(Supplied passage)
........
In 2022 – for the first time in New Zealand history – the Supreme Court allowed the appeal to proceed posthumously.
Peter Ellis, pictured in 2003, was convicted at his trial in 1993 of 16 counts of sexual offending against seven children at the Christchurch creche where he worked. Photo / Martin Woodhall
A panel of senior judges unanimously found that Ellis had suffered a substantial miscarriage of justice due to inadmissible expert evidence and the risk of contamination in the children’s testimonies.
They ruled that during the trial the evidence from the Crown’s expert witness lacked balance.
Further, the jury was not adequately informed about the risk of contamination in the memories of young children.
The case of Peter Ellis is one of the most controversial court cases and arguably one of the most outrageous miscarriages of justice in our country’s legal history.
In today’s episode of A Moment In Crime, host and senior journalist Anna Leask discusses the story of Peter Ellis – who he was, how he came to be at the centre of a national sex abuse scandal and why he was finally exonerated.
Herald podcast A Moment In Crime has reached 1 million downloads.
........
(Record excerpts)

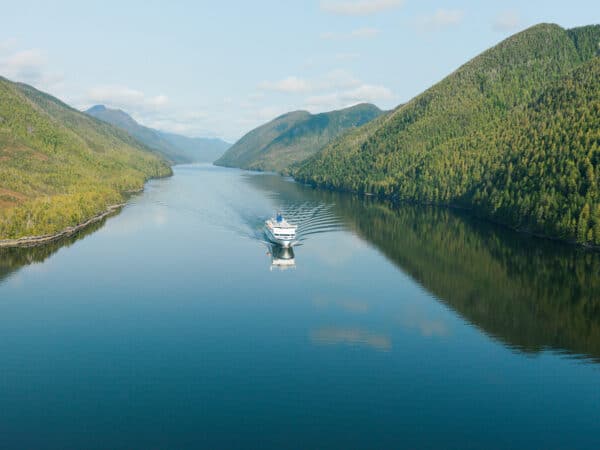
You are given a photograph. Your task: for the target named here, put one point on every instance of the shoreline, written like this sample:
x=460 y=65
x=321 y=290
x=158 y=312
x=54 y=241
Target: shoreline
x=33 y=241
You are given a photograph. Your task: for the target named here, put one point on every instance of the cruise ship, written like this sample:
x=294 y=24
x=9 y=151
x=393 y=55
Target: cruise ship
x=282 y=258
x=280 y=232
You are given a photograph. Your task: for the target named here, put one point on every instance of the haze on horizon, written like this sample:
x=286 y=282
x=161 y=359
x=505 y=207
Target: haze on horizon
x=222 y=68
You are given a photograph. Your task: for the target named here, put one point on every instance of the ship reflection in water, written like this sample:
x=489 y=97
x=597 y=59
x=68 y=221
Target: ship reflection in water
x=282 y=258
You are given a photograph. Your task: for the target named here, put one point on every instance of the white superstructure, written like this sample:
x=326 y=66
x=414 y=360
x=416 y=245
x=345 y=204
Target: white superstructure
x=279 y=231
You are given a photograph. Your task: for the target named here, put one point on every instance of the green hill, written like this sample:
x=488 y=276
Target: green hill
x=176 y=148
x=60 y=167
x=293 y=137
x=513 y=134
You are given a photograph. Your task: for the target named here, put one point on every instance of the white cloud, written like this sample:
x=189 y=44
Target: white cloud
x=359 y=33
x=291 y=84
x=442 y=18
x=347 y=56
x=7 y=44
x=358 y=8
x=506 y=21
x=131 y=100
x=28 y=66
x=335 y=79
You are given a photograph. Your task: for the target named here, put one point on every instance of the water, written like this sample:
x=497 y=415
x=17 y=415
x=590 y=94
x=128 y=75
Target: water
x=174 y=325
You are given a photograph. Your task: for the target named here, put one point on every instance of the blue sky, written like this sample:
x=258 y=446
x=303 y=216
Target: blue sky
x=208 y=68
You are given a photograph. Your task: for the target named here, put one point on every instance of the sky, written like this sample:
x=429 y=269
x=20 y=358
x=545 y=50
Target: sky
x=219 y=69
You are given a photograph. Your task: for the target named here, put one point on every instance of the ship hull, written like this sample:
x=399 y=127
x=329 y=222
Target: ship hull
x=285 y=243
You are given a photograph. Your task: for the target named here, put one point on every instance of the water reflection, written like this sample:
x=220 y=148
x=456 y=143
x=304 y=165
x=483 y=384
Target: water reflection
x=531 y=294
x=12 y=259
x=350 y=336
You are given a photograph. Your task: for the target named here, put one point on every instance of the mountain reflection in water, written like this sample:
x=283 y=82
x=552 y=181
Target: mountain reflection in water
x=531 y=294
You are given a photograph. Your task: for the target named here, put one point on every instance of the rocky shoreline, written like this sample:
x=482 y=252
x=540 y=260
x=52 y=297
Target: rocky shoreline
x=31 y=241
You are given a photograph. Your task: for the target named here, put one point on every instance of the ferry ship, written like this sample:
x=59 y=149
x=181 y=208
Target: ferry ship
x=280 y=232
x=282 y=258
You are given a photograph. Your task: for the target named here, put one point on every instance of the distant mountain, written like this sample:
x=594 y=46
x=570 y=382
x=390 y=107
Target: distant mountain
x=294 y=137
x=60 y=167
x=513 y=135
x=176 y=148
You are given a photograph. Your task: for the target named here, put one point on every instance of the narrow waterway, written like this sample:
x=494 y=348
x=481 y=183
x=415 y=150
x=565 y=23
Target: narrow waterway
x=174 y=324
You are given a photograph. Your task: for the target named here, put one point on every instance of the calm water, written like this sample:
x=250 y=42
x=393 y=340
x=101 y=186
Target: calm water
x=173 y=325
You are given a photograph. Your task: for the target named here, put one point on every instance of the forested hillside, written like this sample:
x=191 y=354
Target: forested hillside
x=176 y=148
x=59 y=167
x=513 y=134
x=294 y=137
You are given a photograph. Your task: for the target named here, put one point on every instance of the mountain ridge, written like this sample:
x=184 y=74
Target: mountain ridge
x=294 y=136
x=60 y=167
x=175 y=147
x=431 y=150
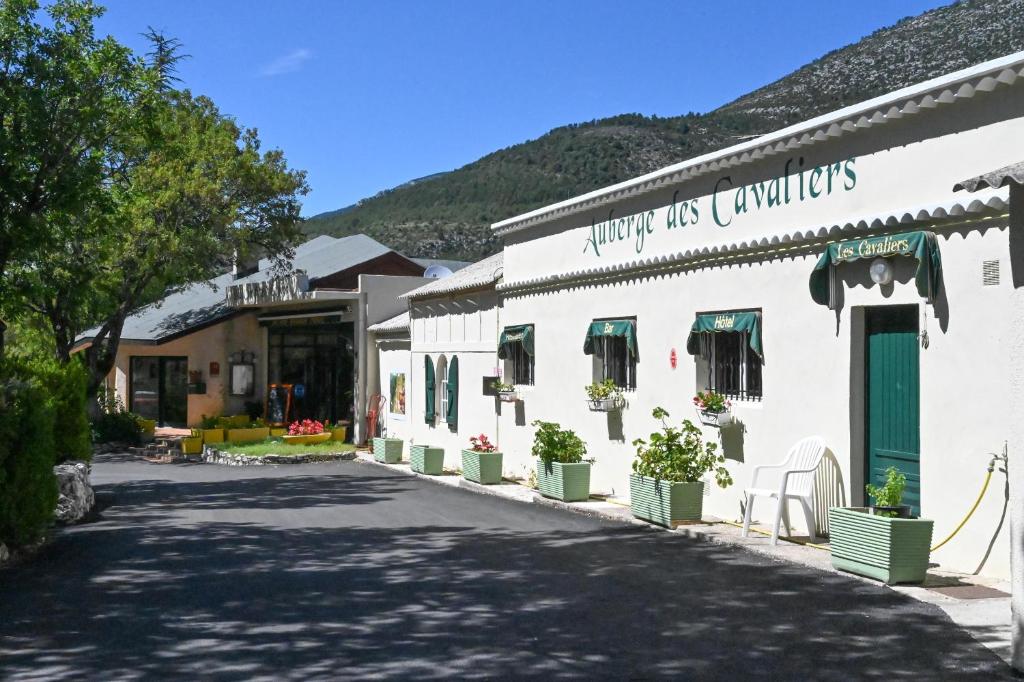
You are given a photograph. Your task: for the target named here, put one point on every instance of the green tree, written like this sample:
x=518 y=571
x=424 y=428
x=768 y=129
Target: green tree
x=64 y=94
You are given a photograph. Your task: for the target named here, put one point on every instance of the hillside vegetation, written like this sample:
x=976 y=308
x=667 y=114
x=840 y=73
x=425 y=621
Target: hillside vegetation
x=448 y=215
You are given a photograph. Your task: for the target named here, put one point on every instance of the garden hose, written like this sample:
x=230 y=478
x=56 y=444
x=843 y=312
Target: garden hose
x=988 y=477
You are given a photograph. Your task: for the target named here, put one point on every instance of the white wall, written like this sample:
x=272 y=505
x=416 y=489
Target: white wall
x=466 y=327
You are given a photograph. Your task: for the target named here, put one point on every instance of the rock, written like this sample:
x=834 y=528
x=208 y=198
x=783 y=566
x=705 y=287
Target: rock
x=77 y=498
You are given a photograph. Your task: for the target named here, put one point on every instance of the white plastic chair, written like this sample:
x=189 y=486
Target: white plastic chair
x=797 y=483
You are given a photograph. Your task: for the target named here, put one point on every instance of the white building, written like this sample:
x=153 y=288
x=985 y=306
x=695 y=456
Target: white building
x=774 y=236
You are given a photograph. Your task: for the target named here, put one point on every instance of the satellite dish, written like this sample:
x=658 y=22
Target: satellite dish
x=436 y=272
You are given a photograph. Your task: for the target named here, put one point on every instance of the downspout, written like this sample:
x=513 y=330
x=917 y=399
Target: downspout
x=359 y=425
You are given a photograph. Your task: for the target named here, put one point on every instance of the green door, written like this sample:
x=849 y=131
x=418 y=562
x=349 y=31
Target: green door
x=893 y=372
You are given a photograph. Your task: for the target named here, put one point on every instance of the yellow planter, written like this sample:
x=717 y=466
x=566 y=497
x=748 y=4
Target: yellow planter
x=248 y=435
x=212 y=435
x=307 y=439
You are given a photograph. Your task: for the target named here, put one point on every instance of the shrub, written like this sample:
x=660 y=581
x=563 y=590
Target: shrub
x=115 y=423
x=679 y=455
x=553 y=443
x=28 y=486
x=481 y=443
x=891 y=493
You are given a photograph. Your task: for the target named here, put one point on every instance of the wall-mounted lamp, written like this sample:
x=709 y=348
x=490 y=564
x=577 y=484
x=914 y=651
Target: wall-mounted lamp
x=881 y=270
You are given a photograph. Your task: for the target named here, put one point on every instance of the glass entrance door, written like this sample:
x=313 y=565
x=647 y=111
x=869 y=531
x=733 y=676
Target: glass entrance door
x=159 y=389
........
(Problem 1)
Using the Peter Ellis passage, answer each question:
(a) In what year was Ellis convicted, and of how many counts?
(b) What two causes did the panel of senior judges give for the miscarriage of justice?
(c) Who hosts A Moment In Crime?
(Problem 2)
State whether each statement agrees with the Peter Ellis passage, and quote the words that decide it:
(a) The Supreme Court let the appeal go ahead while Ellis was still alive.
(b) The panel of senior judges was divided in its finding.
(c) Ellis worked at a creche in Christchurch.

(Exercise response 1)
(a) 1993; 16 counts of sexual offending.
(b) Inadmissible expert evidence and the risk of contamination in the children's testimonies.
(c) Anna Leask, a senior journalist.

(Exercise response 2)
(a) No: "allowed the appeal to proceed posthumously."
(b) No: "A panel of senior judges unanimously found."
(c) Yes: "at the Christchurch creche where he worked."